_EXCERPT PROVIDED_
-- start --
His mother was brought up in Japan. Her father was a penniless German Jewish refugee who survived WWII in Tokyo; her mother is the daughter of an Austro-Hungarian painter to the Japanese Imperial court who became stranded in Japan after the collapse of his empire, and his Japanese wife. 

Julian’s father was born and raised in Argentina, but moved to Israel in the 1970s to escape Argentina’s frequent turbulence. There, he met Julian’s mother while she was serving in the Israeli Army’s Military Intelligence during the near-defeat of the 1973 war.

Julian was educated in London at St. Paul’s School, but spent long periods as a child at his father’s office overlooking Tiananmen Square in Beijing, until he watched the sparks of protest flare in 1989 beneath the window. As an adult he gained an MA in International Studies and Diplomacy from SOAS, and worked with the Knesset’s Constitution, Law and Justice Committee during their aborted attempts to draft an Israeli constitution.
-- end --
_TASKS TO COMPLETE_
(a) Answer these questions from the excerpt about Julian, one answer per line.
(i) In which country was Julian's father born and raised?
(ii) In which city was the father's office that overlooked Tiananmen Square?
(iii) What degree did Julian gain from SOAS?
(b) Repeat the part of the excerpt about Julian between "His mother was" and "his Japanese wife.", inclusive.
These items were drawn from a separate source.

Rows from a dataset
-- start --
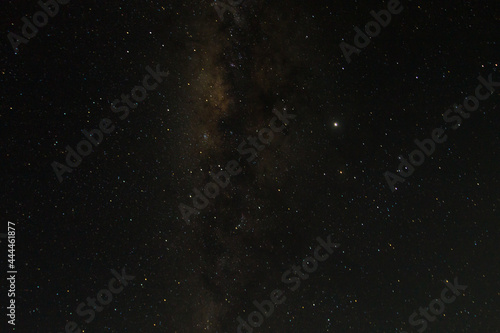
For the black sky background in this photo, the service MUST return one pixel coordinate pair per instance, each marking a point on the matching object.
(119, 208)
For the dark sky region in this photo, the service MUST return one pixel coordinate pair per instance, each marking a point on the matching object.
(323, 174)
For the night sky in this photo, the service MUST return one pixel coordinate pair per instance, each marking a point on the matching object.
(217, 89)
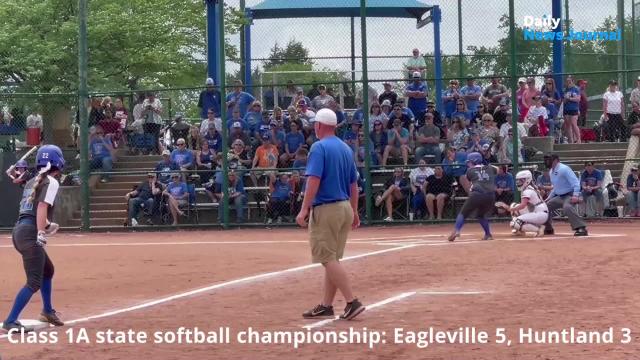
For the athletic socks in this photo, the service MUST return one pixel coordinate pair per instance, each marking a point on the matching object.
(459, 223)
(45, 291)
(485, 226)
(22, 299)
-- end --
_EXERCISE RESULTS_
(a)
(i) Argentina
(ii) Beijing
(iii) An MA in International Studies and Diplomacy

(b)
His mother was brought up in Japan. Her father was a penniless German Jewish refugee who survived WWII in Tokyo; her mother is the daughter of an Austro-Hungarian painter to the Japanese Imperial court who became stranded in Japan after the collapse of his empire, and his Japanese wife.